**EXERCISE**
Reproduce the records below, substituting "enclosing box" for each occurrence of "bounding box" and leaving all other text unchanged.

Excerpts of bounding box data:
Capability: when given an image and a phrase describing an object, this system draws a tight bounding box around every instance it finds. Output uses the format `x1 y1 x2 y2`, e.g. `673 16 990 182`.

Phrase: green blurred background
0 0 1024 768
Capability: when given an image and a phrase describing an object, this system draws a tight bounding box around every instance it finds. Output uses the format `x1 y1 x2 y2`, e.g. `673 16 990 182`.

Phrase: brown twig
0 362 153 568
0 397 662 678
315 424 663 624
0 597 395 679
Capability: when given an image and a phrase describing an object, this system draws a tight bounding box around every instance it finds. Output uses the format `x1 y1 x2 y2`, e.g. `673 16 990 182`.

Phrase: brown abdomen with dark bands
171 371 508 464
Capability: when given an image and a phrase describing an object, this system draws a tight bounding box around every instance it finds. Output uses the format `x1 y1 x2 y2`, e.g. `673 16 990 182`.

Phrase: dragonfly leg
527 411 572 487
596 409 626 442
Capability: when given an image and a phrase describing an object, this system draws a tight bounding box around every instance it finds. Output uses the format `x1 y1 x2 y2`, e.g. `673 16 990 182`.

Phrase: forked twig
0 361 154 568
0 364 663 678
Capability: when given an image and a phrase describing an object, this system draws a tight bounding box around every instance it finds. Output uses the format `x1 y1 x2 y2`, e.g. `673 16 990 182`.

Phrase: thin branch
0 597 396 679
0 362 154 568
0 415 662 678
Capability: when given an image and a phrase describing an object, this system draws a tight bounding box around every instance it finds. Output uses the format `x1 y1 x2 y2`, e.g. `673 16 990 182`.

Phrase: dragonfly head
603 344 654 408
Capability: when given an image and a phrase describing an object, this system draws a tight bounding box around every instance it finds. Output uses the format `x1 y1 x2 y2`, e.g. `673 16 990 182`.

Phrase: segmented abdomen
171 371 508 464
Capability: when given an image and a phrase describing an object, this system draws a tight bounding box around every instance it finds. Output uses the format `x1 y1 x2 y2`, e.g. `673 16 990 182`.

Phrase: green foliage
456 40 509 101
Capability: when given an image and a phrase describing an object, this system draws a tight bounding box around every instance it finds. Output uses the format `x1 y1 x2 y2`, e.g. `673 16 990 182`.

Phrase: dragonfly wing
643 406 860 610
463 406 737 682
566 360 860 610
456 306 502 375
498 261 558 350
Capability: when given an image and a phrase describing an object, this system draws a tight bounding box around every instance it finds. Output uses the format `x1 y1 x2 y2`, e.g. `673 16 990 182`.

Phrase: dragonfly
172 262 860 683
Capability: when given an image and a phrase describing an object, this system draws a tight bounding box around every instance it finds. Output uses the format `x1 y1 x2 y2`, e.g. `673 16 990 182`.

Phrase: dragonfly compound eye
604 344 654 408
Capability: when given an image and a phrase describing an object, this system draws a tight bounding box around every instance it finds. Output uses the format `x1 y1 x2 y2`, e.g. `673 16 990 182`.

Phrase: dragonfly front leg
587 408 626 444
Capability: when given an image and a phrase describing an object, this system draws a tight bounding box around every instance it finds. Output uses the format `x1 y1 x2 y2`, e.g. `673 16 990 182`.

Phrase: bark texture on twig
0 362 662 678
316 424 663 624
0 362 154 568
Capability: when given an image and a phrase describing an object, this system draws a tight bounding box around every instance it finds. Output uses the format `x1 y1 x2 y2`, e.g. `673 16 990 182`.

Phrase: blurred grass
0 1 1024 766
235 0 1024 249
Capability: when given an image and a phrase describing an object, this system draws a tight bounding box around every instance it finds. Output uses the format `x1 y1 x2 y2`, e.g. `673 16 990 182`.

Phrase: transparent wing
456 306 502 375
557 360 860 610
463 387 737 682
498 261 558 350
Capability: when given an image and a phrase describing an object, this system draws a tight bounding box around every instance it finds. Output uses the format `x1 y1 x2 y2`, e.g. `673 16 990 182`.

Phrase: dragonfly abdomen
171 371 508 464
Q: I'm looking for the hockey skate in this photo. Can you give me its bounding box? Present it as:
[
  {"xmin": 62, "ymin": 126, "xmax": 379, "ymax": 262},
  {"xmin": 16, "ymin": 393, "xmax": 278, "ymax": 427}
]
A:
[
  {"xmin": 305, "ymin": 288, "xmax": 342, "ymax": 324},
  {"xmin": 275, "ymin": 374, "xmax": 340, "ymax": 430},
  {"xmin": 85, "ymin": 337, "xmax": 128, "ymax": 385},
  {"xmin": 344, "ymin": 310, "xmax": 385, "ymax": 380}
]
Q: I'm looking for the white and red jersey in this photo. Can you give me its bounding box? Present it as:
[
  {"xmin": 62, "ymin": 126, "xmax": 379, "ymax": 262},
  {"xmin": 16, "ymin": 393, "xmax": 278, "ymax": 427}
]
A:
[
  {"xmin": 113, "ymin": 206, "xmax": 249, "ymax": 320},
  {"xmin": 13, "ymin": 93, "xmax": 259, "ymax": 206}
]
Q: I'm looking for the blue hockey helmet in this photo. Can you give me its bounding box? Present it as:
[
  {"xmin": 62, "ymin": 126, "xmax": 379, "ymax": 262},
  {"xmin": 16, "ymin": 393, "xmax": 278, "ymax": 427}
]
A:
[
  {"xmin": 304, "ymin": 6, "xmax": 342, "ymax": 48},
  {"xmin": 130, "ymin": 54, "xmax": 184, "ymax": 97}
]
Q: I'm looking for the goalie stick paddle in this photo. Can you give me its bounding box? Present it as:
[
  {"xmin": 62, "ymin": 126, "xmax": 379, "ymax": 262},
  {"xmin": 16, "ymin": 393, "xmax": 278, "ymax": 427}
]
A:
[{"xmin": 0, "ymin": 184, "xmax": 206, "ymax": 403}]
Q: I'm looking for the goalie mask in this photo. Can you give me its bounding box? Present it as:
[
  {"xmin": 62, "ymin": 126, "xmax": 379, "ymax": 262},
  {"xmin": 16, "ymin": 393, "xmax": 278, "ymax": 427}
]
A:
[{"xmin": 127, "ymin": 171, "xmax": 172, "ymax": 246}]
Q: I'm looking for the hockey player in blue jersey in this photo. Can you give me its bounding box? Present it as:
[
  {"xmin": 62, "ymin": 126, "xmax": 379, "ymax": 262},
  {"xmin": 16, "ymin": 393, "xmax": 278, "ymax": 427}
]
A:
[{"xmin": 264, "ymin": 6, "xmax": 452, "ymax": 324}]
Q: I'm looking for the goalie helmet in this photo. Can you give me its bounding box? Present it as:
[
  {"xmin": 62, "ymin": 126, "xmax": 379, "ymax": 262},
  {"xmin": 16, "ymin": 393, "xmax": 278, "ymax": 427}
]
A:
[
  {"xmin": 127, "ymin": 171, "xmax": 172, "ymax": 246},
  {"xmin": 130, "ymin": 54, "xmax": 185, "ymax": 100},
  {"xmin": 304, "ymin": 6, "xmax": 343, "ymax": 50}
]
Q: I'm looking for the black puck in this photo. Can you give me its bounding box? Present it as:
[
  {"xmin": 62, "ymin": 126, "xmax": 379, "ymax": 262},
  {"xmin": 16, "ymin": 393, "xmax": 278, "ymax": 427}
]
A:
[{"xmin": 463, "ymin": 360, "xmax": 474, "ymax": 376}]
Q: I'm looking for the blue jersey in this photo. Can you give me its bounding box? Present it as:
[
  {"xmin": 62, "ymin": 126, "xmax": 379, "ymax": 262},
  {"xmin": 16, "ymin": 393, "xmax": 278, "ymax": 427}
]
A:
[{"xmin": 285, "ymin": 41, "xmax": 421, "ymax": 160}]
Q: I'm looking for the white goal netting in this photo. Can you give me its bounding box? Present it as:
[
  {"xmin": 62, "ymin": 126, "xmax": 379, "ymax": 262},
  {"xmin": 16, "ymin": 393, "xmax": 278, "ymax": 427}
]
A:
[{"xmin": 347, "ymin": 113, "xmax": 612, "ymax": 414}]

**OUTPUT BELOW**
Capability: when given an image and a phrase describing an object, this system draws a tight enclosing box around every instance it finds. Output uses the format `x1 y1 x2 y2`, e.g. `673 16 990 182`.

Phrase: green blurred background
0 0 1024 768
Capability: when given an image and a phrase describing an object, this system draws a tight enclosing box around every instance it finds. Output uses the format `x1 y1 x2 y2`, e.g. `673 16 990 182`.

Phrase: brown twig
0 362 153 568
0 397 662 678
315 424 663 624
0 597 395 679
Capability: when given an image and a phrase describing an object, this system draws a tight enclosing box around every instance it finds. Output uses the format `x1 y1 x2 y2`, e.g. `673 16 990 182`.

Phrase: brown abdomen with dark bands
171 371 508 464
Capability: when given an image and a phrase describing an object, this system draws a tight enclosing box around every instance it finds. Output uses the format `x1 y1 x2 y2`, e.g. `673 16 990 182`.

Phrase: dragonfly leg
527 411 572 487
596 409 626 442
Capability: when given an image and a phrase describing an object, this system draws a tight enclosing box around every instance it finds. Output uses the format `x1 y1 x2 y2`, e.g. `673 16 990 182`.

Phrase: forked twig
0 361 154 568
0 364 663 678
Capability: when given an image and a phrase describing an object, this system draws a tight enclosing box around every instance it finds. Output uses the format `x1 y1 x2 y2`, e.g. `673 16 990 182`.

Phrase: thin branch
0 597 396 679
0 362 154 568
0 415 662 678
Capability: when given an image and a phrase describing an object, this system draws a tight enclosing box around every instance it finds. Output uses the format `x1 y1 x2 y2`, e.g. `673 16 990 182`.

Phrase: dragonfly head
603 344 654 408
Capability: when given an image and a phrase describing an object, this system draws a tight enclosing box around every instance it finds. Output uses the format `x1 y1 x2 y2`, e.g. `673 16 990 182`.

Phrase: segmented abdomen
171 371 508 464
Capability: when given an image and a phrase describing an object, this system draws a tight enclosing box around every instance it finds. Output uses the format `x1 y1 x2 y2`, e.g. `673 16 990 182`.

Phrase: green foliage
456 40 509 101
Capability: when given an image and a phrase describing an object, this system draws a tight enclosing box around every instance it finds. Output uses the format `x1 y1 x2 y2`, e.g. `673 16 990 182`.

Phrase: dragonfly wing
643 406 860 610
463 406 737 682
566 360 860 610
456 306 502 375
498 261 558 350
Capability: when given an image and a phrase describing an object, this system draws a tight enclosing box around every instance it finds. Output uses the format `x1 y1 x2 y2`, e.g. `673 16 990 182`.

Phrase: dragonfly
172 262 860 683
Capability: when given an image and a phrase describing an object, this system draws a tight enclosing box around every instance it finds. Output uses the format `x1 y1 x2 y2`, e.g. `673 16 990 182`.

Phrase: dragonfly compound eye
604 344 654 408
Capability: when given an image and a phrase describing an object, this system draws a tight enclosing box around every instance it finds. Output uses the format `x1 y1 x2 y2`, e.g. `673 16 990 182`.

Phrase: dragonfly front leg
587 408 626 444
Capability: when given an image and a phrase describing an object, this system draws a tight enclosing box around every instance it finds. Output uses the format `x1 y1 x2 y2`, e.g. `673 16 990 182`.

Phrase: bark texture on twig
0 362 662 678
316 424 663 624
0 362 154 568
Capability: when given an image and a phrase describing an object, this system draws a tight enclosing box around every instance it finds. Output uses the format `x1 y1 x2 y2`, e.g. `673 16 990 182`.

Phrase: blurred grass
0 1 1024 766
235 0 1024 249
Capability: when given an image and a phrase describing an object, this system draws a tight enclosing box around every instance it finds. Output uses the format `x1 y1 x2 y2`, e.g. `673 16 990 182`.

Phrase: transparent wing
456 306 502 375
557 360 860 610
463 387 737 682
498 261 558 350
Capability: when given an image and a phrase describing an object, this system draws a tight enclosing box around every instance it finds. Output uses the format `x1 y1 x2 y2`, e.g. `673 16 990 182`.

Phrase: dragonfly abdomen
171 371 508 464
Q: I'm looking for the hockey skate in this photo. Can you give me its enclosing box? Present it as:
[
  {"xmin": 62, "ymin": 126, "xmax": 379, "ymax": 262},
  {"xmin": 16, "ymin": 393, "xmax": 278, "ymax": 427}
]
A:
[
  {"xmin": 305, "ymin": 288, "xmax": 342, "ymax": 324},
  {"xmin": 275, "ymin": 374, "xmax": 340, "ymax": 430},
  {"xmin": 85, "ymin": 337, "xmax": 128, "ymax": 385},
  {"xmin": 344, "ymin": 310, "xmax": 385, "ymax": 380}
]
Q: I'm looking for the white and red jersey in this photo. Can you give me its enclosing box? Present it as:
[
  {"xmin": 62, "ymin": 126, "xmax": 379, "ymax": 262},
  {"xmin": 16, "ymin": 393, "xmax": 278, "ymax": 427}
]
A:
[
  {"xmin": 113, "ymin": 206, "xmax": 249, "ymax": 320},
  {"xmin": 13, "ymin": 93, "xmax": 259, "ymax": 206}
]
Q: I'm looking for the blue hockey helmet in this photo. Can you give me its enclosing box? Present it as:
[
  {"xmin": 62, "ymin": 126, "xmax": 379, "ymax": 262},
  {"xmin": 16, "ymin": 393, "xmax": 278, "ymax": 427}
]
A:
[
  {"xmin": 304, "ymin": 6, "xmax": 342, "ymax": 48},
  {"xmin": 130, "ymin": 54, "xmax": 184, "ymax": 97}
]
Q: I'm looking for the goalie stick paddle in this photo. Can you give me its enclosing box? Present it as:
[
  {"xmin": 62, "ymin": 126, "xmax": 379, "ymax": 262},
  {"xmin": 16, "ymin": 393, "xmax": 278, "ymax": 427}
]
A:
[{"xmin": 0, "ymin": 184, "xmax": 206, "ymax": 403}]
Q: I'm looking for the goalie mask in this photo. Can you give me its enclosing box? Present it as:
[
  {"xmin": 62, "ymin": 126, "xmax": 379, "ymax": 262},
  {"xmin": 16, "ymin": 393, "xmax": 278, "ymax": 427}
]
A:
[{"xmin": 127, "ymin": 171, "xmax": 172, "ymax": 246}]
Q: I'm looking for the hockey player in blue jersey in this photo. Can you give me its enclosing box? Present it as:
[
  {"xmin": 62, "ymin": 126, "xmax": 379, "ymax": 262},
  {"xmin": 16, "ymin": 393, "xmax": 278, "ymax": 427}
]
A:
[{"xmin": 264, "ymin": 6, "xmax": 452, "ymax": 324}]
Q: I'm looking for the goalie helmet in this photo. Can you give me its enclosing box? Present it as:
[
  {"xmin": 62, "ymin": 126, "xmax": 379, "ymax": 262},
  {"xmin": 16, "ymin": 393, "xmax": 278, "ymax": 427}
]
A:
[
  {"xmin": 127, "ymin": 171, "xmax": 172, "ymax": 246},
  {"xmin": 130, "ymin": 54, "xmax": 185, "ymax": 100},
  {"xmin": 304, "ymin": 6, "xmax": 343, "ymax": 50}
]
Q: I'm looking for the black puck in this photo. Can you give me its enclosing box? Present it as:
[
  {"xmin": 62, "ymin": 126, "xmax": 379, "ymax": 262},
  {"xmin": 16, "ymin": 393, "xmax": 278, "ymax": 427}
]
A:
[{"xmin": 463, "ymin": 360, "xmax": 474, "ymax": 376}]
Q: I'm looking for the blue jersey in this photo. Can you give me its enclosing box? Present it as:
[
  {"xmin": 62, "ymin": 126, "xmax": 379, "ymax": 262},
  {"xmin": 16, "ymin": 393, "xmax": 278, "ymax": 427}
]
A:
[{"xmin": 285, "ymin": 41, "xmax": 421, "ymax": 160}]
Q: I'm looking for the white goal netting in this photo. Can you give me its enclosing box? Present it as:
[
  {"xmin": 62, "ymin": 126, "xmax": 379, "ymax": 262},
  {"xmin": 16, "ymin": 393, "xmax": 278, "ymax": 427}
]
A:
[{"xmin": 347, "ymin": 113, "xmax": 612, "ymax": 414}]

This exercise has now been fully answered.